____ Supplied text

A believer confined in the School of Yusuf is educated through the hardship he endures there, but he also educates those around him. Allah demands of believers that they command good and forbid evil. This is one of the most important duties upon the believer. He must teach others the morality of the Qur’an. In that way he leads others to the right path, that they may exchange their evil habits for ones more pleasing to Allah. He may also encourage them to perform their prayers, and remind them of the Hereafter. Allah declared, in the following verse, that He requires the presence of such a group among the believers in every era: Let there be a community among you who call to the good, and enjoin the right, and forbid the wrong. They are the ones who have success. (Surah Al ‘Imran, 104)

A believer confined in the School of Yusuf will fulfill this duty if he is disposed with the means to do so. The School of Yusuf is a place full of people who need to be warned of the Hereafter and to fear Allah. The great majority of the guilty there would not have been there if they had feared Allah and respected His limits. The only way to help them is to remind them to fear Allah, to serve Him, to be like those who abide by the morality of the Qur’an, who are gentle, peaceable, just, conscientious and compassionate. For this reason, a believer confined in the School of Yusuf, given that he has the opportunity to do so, must advise others according to the Qur’an, making the prison an “educational institution,” where they learn morality. In this way, those who enter the prison as murderers, fraudsters or as violent criminals, can leave it as Muslims, who can hope for Paradise, Allah’s good pleasure and compassion, who fear and respect Him, and who aim to do good for others.

It is the tradition set by Yusuf (as) that believers confined in the School of Yusuf call others to Allah’s path. When Yusuf (as) was in prison, before interpreting the other prisoners’ dreams, told them of Allah, His unity and religion. The relevant verses state the following:

Two servants entered prison along with him. One said, “I dreamt that I was pressing grapes.” The other said, “I dreamt I carried bread upon my head and birds were eating it. Tell us the true meaning of these dreams. We see that you’re one of the righteous.” He said, “No meal to feed you will arrive before I have informed you what they mean. That is part of what my Lord taught me. For I have left the religion of a people who clearly have no faith in Allah and who refuse to acknowledge the truth of the world to come. I hold fast to the creed of my forebears Ibrahim and Ishaq and Ya‘qub. We don’t associate anything with Allah. And that is how Allah has favored us and all mankind, but most do not give thanks. My fellow-prisoners, are many lords better, or Allah, the only One, the Conqueror? What you serve apart from Him are only names which you and your forefathers have made up. There is no mandate for them from Allah. Allah alone is qualified to judge. His order is to worship none but Him. That is in truth the straight and upright religion, but most of mankind simply do not know.” (Surah Yusuf, 36-40)

Bediuzzaman taught his students and other inmates the Risale-i Nur throughout his term in prison. In essence, they were students twice, as they received an education provided by the rigors, but also benefited from their master Said Nursi’s superior knowledge, by spending day and night with him. They were educated with Bediuzzaman’s subtle reflections, and benefited from the example of his good morality. Therefore, the education received by the Nur students, who served time with their master, was profound and benefited them towards maturing their faith and exemplary behavior.

________

- Job -
Reproduce word for word the part of the passage on the School of Yusuf starting at "A believer confined in the School of Yusuf is" and ending at "Al ‘Imran, 104)".

____ Information shown

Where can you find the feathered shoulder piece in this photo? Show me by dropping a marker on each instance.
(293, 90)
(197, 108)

________

- Finished task -
A believer confined in the School of Yusuf is educated through the hardship he endures there, but he also educates those around him. Allah demands of believers that they command good and forbid evil. This is one of the most important duties upon the believer. He must teach others the morality of the Qur’an. In that way he leads others to the right path, that they may exchange their evil habits for ones more pleasing to Allah. He may also encourage them to perform their prayers, and remind them of the Hereafter. Allah declared, in the following verse, that He requires the presence of such a group among the believers in every era: Let there be a community among you who call to the good, and enjoin the right, and forbid the wrong. They are the ones who have success. (Surah Al ‘Imran, 104)